Extract to read »
The judgment of Estey and Cartwright, JJ. was delivered by:—

Cartwright J.:—For the reasons given by my brother Rand I agree with his conclusion that s. 21 of The Opium and Narcotic Drug Act is intra vires of Parliament as being an integral part of the Criminal Law. It is therefore unnecessary to consider the authorities dealing with the circumstances in which Parliament may deal with matters which, though otherwise within the legislative competence of the provincial legislatures, are necessarily incidental to effective legislation by Parliament upon a subject of legislation expressly enumerated in s. 91 of the British North America Act.

It remains to consider the appellants' argument that the facts necessary to justify a forfeiture under s. 21 were not proved at the trial. The appeal was argued, and I think rightly so, on the assumption that, on the state of the pleadings, the appellant having proved its ownership of the automobile and that the respondent had taken possession of it and refused to give it up, the onus rested upon the respondent to prove (i) that a person had been convicted of an offence against The Opium and Narcotic Drug Act, and (ii) that the automobile had contained the drug in respect of which such offence was committed or had been used in some manner in connection with such offence.

The case for the respondent as pleaded was that one Patrick Charles Reilly of the City of Windsor, was on the 21st day of February, 1952, at Windsor, Ontario, convicted of having illegally sold a narcotic drug contrary to s. 4(1) (f) of the Act, and that the automobile in question was proved to have contained the narcotic drug or to have been used, and did in fact contain the narcotic drug and was in fact used, in connection with the said offence for which the said

[Page 287]

Patrick Charles Reilly was so convicted, whereby the said automobile became forfeited to Her Majesty under the provisions of Section 21 of the Act.

The evidence at the trial related to an offence committed by Patrick Charles Riley but it is clear that he was one and the same person as that intended to be described by the words in the Statement of Defence "Patrick Charles Reilly", and if necessary leave to amend the Statement of Defence by striking out the word "Reilly" wherever it occurs and substituting the word "Riley" should now be given.

Data entries »
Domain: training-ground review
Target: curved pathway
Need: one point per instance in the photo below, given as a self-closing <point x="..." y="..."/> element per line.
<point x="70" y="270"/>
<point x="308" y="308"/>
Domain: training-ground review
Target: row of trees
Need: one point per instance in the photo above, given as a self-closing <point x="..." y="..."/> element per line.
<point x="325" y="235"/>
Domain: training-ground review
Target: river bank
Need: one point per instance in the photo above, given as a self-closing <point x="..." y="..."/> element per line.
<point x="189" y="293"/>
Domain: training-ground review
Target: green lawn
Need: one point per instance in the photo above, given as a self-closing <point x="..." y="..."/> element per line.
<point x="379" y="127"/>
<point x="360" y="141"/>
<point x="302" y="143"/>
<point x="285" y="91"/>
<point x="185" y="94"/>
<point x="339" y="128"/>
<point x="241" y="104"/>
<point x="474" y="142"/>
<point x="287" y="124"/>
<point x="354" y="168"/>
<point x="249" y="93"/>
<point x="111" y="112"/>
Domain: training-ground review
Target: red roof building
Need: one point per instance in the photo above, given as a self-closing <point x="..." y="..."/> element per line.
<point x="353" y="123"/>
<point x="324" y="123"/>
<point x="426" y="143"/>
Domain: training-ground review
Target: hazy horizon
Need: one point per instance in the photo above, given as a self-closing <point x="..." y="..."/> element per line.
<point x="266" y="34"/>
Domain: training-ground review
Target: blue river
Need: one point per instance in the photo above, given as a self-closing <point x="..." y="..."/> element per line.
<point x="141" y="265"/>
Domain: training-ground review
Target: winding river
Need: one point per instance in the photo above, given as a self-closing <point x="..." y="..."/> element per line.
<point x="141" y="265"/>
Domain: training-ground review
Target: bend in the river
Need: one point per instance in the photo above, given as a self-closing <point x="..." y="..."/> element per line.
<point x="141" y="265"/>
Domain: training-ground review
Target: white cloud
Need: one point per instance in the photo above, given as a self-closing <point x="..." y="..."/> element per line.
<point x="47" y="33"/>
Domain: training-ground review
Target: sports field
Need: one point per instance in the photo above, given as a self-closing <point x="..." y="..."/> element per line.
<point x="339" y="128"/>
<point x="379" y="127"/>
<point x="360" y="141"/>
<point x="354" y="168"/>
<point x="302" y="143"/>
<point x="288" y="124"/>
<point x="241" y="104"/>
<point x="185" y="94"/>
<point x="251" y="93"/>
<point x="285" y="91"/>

Exercise details »
Write the next part of the court judgment on the automobile's forfeiture, picking up after its final sentence. The records were taken from a separate source.

Right answer »
The more serious and difficult question is whether the evidence of the conviction was legally admissible and sufficient.

To prove the conviction counsel for the respondent at the trial filed as Exhibit "B" a certificate which so far as relevant reads as follows:—

(Crest)

In the County Court Judges' Criminal Court

of the County of Essex

The King against Patrick Charles Riley. This is to certify that Patrick Charles Riley, who was committed to Gaol for trial and who was on bail awaiting trial,

1 …

2 …

3 …

4 …

And 5: FURTHER FOR THAT HE, on or about the 16th day of June, 1951, at the city of Windsor, in the county of Essex, did unlawfully sell a drug, to wit, Diacetylmorphine, to one Charles J. K. Labrash, without first obtaining a license from the Minister, or without other lawful authority, contrary to Section 4(1) (f) of the Opium and Narcotic Drug Act, 1929, and amendments thereto,

6 …

appeared before His Honour Joseph A. Legris, Esquire, a Judge of the County Court of the County of Essex, on the fifteenth day of November, in the year 1951, and elected trial by a Judge without the intervention of a Jury.

On being ararigned on CHARGE NUMBER FIVE (HEREINBEFORE SET OUT) before His Honour Judge Legris on the twenty-first day of February, in the year 1952, he PLEADED GUILTY THEREOF AS CHARGED.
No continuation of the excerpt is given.